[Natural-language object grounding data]
+++

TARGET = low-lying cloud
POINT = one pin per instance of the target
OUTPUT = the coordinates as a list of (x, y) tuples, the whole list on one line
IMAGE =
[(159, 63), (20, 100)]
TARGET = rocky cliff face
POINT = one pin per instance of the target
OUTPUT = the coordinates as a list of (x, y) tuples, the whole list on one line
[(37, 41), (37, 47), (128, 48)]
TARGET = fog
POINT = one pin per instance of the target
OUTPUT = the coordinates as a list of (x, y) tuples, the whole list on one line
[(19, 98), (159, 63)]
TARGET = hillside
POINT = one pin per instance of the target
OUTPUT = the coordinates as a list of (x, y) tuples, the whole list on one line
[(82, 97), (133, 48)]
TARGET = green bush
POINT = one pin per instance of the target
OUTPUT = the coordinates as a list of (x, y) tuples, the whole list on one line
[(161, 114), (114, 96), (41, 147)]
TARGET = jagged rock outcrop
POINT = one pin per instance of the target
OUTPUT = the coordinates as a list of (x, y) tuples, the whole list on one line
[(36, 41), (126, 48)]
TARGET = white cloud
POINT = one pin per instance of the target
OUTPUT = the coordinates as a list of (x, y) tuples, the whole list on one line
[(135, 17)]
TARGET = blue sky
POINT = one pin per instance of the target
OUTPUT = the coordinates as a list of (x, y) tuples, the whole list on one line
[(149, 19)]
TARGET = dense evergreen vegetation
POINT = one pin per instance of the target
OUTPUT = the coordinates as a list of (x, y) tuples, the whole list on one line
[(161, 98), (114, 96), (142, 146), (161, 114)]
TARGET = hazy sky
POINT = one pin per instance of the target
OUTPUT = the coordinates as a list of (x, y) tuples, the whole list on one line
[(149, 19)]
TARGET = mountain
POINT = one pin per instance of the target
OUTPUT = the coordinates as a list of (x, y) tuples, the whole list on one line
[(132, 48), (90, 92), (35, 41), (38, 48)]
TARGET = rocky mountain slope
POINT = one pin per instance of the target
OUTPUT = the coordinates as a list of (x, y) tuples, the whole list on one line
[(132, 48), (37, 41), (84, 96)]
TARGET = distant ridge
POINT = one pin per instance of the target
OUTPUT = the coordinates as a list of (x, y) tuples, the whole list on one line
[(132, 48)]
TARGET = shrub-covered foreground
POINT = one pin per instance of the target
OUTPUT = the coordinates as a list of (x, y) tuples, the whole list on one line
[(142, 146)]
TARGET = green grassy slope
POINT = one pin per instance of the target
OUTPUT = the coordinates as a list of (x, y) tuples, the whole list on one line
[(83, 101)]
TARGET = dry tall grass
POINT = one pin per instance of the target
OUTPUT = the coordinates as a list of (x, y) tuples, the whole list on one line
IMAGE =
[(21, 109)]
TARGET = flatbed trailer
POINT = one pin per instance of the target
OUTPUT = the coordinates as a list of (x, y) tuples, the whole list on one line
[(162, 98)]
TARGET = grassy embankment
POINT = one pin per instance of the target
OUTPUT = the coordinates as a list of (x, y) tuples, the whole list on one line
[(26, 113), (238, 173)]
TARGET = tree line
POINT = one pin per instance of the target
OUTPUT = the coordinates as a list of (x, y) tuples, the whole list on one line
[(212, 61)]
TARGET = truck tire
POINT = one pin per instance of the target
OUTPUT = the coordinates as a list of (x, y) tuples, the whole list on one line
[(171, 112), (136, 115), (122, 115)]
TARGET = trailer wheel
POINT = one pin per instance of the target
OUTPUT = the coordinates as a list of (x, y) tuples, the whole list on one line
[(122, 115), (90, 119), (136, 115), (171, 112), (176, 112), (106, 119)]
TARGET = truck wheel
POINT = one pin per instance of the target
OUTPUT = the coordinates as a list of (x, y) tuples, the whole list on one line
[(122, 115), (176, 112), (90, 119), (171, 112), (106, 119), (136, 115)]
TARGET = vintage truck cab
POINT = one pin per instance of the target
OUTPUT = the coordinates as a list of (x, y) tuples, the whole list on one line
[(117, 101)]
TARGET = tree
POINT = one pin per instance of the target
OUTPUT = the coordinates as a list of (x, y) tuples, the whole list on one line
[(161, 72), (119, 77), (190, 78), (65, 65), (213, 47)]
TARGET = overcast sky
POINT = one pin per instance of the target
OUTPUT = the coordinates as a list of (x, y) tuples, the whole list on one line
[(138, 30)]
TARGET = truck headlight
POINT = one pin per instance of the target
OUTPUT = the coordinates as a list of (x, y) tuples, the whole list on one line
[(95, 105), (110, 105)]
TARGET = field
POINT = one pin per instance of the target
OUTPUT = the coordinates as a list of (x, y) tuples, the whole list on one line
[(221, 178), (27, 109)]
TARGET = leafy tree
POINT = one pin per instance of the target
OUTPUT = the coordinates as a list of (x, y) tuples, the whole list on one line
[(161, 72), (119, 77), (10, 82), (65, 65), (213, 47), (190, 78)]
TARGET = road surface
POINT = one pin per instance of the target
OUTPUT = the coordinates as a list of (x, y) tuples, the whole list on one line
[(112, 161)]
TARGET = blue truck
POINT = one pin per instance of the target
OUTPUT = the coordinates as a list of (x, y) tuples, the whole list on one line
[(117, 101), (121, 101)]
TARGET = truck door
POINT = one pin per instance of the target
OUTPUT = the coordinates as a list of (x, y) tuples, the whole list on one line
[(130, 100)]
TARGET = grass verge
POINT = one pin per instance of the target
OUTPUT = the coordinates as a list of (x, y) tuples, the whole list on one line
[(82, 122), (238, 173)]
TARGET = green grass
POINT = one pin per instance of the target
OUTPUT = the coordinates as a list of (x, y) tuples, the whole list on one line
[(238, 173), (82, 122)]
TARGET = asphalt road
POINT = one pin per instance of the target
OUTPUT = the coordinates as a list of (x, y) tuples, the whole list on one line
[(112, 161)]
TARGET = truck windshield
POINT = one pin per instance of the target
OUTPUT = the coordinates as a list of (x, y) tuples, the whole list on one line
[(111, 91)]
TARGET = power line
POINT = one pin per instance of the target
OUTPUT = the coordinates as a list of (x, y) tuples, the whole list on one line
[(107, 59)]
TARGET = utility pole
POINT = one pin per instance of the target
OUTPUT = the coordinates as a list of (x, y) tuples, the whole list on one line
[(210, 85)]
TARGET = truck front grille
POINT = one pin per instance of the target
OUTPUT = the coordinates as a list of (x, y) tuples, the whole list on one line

+++

_Instructions to follow_
An unaltered transcription of all the data above is needed.

_Expected answer_
TARGET = low-lying cloud
POINT = one pin per instance of the target
OUTPUT = the coordinates as a list of (x, y) tuples, the whole list on one line
IMAGE =
[(159, 63), (20, 100)]
TARGET = rocky cliff face
POINT = one pin per instance of the target
OUTPUT = the coordinates as a list of (x, y) tuples, the whole list on one line
[(37, 41), (37, 47), (128, 48)]
TARGET = fog
POINT = one pin per instance of the target
OUTPUT = the coordinates as a list of (x, y) tuples, the whole list on one line
[(19, 98), (159, 63)]
TARGET = hillside
POINT = one pin per instance of the target
OUTPUT = the coordinates as a list of (x, y) tuples, the whole list on one line
[(82, 97), (133, 48)]
TARGET = green bush
POINT = one pin per instance of the target
OUTPUT = the coordinates as a list of (x, y) tuples, the whole list on one line
[(161, 114), (114, 96), (41, 147)]
TARGET = jagged rock outcrop
POINT = one pin per instance of the target
OUTPUT = the coordinates as a list of (x, y) tuples, the whole list on one line
[(36, 41), (126, 48)]
TARGET = white cloud
POINT = one pin per instance of the target
OUTPUT = the coordinates as a list of (x, y) tuples, the whole list on one line
[(135, 17)]
TARGET = blue sky
POINT = one pin per instance of the target
OUTPUT = the coordinates as a list of (x, y) tuples, the whole list on one line
[(149, 19)]
TARGET = dense evergreen vegetation
POINT = one pin per instance of the target
OUTPUT = the coordinates as a list of (x, y) tuples, the whole list on one line
[(161, 98), (114, 96), (142, 146), (161, 114)]
TARGET = hazy sky
POINT = one pin per instance of the target
OUTPUT = the coordinates as a list of (x, y) tuples, the whole list on one line
[(149, 19)]
TARGET = mountain
POINT = one pin per instance of the target
OUTPUT = the coordinates as a list of (x, y) tuples, the whole list on one line
[(132, 48), (90, 92), (35, 41), (38, 48)]
TARGET = rocky mountain slope
POINT = one pin per instance of the target
OUTPUT = the coordinates as a list of (x, y) tuples, the whole list on one line
[(132, 48), (37, 41), (84, 96)]
TARGET = distant ridge
POINT = one pin per instance of the target
OUTPUT = the coordinates as a list of (x, y) tuples, the whole list on one line
[(132, 48)]
TARGET = shrub-covered foreground
POINT = one pin per instance of the target
OUTPUT = the coordinates as a list of (x, y) tuples, the whole list on one line
[(142, 146)]
TARGET = green grassy slope
POINT = one pin per instance of the target
OUTPUT = the coordinates as a list of (x, y) tuples, the whole list on one line
[(83, 101)]
TARGET = dry tall grass
POINT = one pin per instance of the target
OUTPUT = the coordinates as a list of (x, y) tuples, the whole list on one line
IMAGE =
[(21, 109)]
TARGET = flatbed trailer
POINT = one pin per instance of the target
OUTPUT = the coordinates as a list of (x, y) tuples, the whole list on one line
[(162, 98)]
TARGET = grassy embankment
POINT = one pin per instance of the target
OUTPUT = the coordinates as a list of (x, y) tuples, the whole list on one line
[(26, 113), (238, 173)]
TARGET = tree line
POINT = one pin per instance of the target
OUTPUT = the coordinates as a list of (x, y) tuples, the whole list on one line
[(212, 61)]
TARGET = truck tire
POINT = one pin per instance of the target
OUTPUT = the coordinates as a list of (x, y) tuples, the whole list on one line
[(171, 112), (136, 115), (122, 115)]
TARGET = trailer wheel
POINT = one pin per instance of the target
OUTPUT = the coordinates as a list of (x, y) tuples, the whole list on one line
[(122, 115), (90, 119), (136, 115), (171, 112), (176, 112), (106, 119)]
TARGET = truck wheel
POINT = one pin per instance of the target
OUTPUT = the coordinates as a list of (x, y) tuples, the whole list on one line
[(122, 115), (176, 112), (90, 119), (171, 112), (106, 119), (136, 115)]
TARGET = vintage truck cab
POINT = one pin per instance of the target
OUTPUT = the coordinates as a list of (x, y) tuples, the whole list on one line
[(117, 101)]
TARGET = tree
POINT = one pin per instance of the target
OUTPUT = the coordinates as a list of (x, y) tuples, the whole list on one line
[(161, 72), (119, 77), (190, 78), (65, 65), (213, 47)]
TARGET = overcast sky
POINT = one pin per instance of the target
OUTPUT = the coordinates as a list of (x, y) tuples, the whole list on one line
[(138, 30)]
TARGET = truck headlight
POINT = one pin per instance of the target
OUTPUT = the coordinates as a list of (x, y) tuples, the whole list on one line
[(95, 105), (110, 105)]
TARGET = field
POINT = one pin per instance of the target
OUTPUT = the coordinates as a list of (x, y) tuples, the whole list on one line
[(221, 178), (27, 109)]
TARGET = leafy tree
POINT = one pin per instance of the target
OUTPUT = the coordinates as a list of (x, y) tuples, the whole list on one line
[(161, 72), (119, 77), (10, 82), (65, 65), (213, 47), (190, 78)]
TARGET = road surface
POINT = one pin per instance of the target
OUTPUT = the coordinates as a list of (x, y) tuples, the whole list on one line
[(112, 161)]
TARGET = blue truck
POINT = one pin per instance of the target
OUTPUT = the coordinates as a list of (x, y) tuples, the whole list on one line
[(117, 101), (121, 101)]
TARGET = truck door
POINT = one pin per instance of the target
OUTPUT = the coordinates as a list of (x, y) tuples, the whole list on one line
[(130, 100)]
TARGET = grass verge
POINT = one pin per instance of the target
OUTPUT = the coordinates as a list of (x, y) tuples, the whole list on one line
[(82, 122), (238, 173)]
TARGET = green grass
POINT = one pin per instance of the target
OUTPUT = the coordinates as a list of (x, y) tuples, the whole list on one line
[(238, 173), (82, 122)]
TARGET = asphalt road
POINT = one pin per instance of the target
OUTPUT = the coordinates as a list of (x, y) tuples, the whole list on one line
[(112, 161)]
TARGET = truck windshield
POINT = one pin per instance of the target
OUTPUT = the coordinates as a list of (x, y) tuples, the whole list on one line
[(111, 91)]
TARGET = power line
POINT = one pin per instance of the target
OUTPUT = the coordinates as a list of (x, y) tuples, the whole list on one line
[(107, 59)]
TARGET = utility pole
POINT = one pin per instance of the target
OUTPUT = the coordinates as a list of (x, y) tuples, the whole list on one line
[(210, 85)]
TARGET = truck front grille
POINT = one pin per instance of the target
OUTPUT = the coordinates as a list of (x, y) tuples, the whole list on one line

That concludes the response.